Exercise brief: Please transcribe all of the lines below word for word, leaving the pictures out.

Supplied records:
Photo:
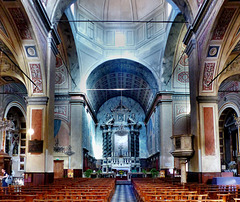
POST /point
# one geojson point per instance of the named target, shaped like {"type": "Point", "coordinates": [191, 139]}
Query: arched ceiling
{"type": "Point", "coordinates": [121, 77]}
{"type": "Point", "coordinates": [120, 9]}
{"type": "Point", "coordinates": [131, 9]}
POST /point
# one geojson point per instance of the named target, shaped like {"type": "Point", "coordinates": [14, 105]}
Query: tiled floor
{"type": "Point", "coordinates": [124, 193]}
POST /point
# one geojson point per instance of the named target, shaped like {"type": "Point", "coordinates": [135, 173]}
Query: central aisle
{"type": "Point", "coordinates": [124, 193]}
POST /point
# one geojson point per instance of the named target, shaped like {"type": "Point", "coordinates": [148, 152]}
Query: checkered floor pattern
{"type": "Point", "coordinates": [124, 193]}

In response:
Photo:
POST /point
# one geojson point per instance of the named target, shaped like {"type": "Point", "coordinates": [191, 139]}
Query: arched ceiling
{"type": "Point", "coordinates": [121, 77]}
{"type": "Point", "coordinates": [120, 9]}
{"type": "Point", "coordinates": [131, 9]}
POST /point
# one geojson point per instance of the named target, shaped like {"type": "Point", "coordinates": [14, 105]}
Query: tiled floor
{"type": "Point", "coordinates": [124, 193]}
POST /point
# one geojson point per instance of the named target, shaped like {"type": "Point", "coordinates": [135, 173]}
Query: central aisle
{"type": "Point", "coordinates": [124, 193]}
POST /point
# one geojson point per instance of the named target, shaped like {"type": "Point", "coordinates": [148, 152]}
Query: checkered floor pattern
{"type": "Point", "coordinates": [124, 193]}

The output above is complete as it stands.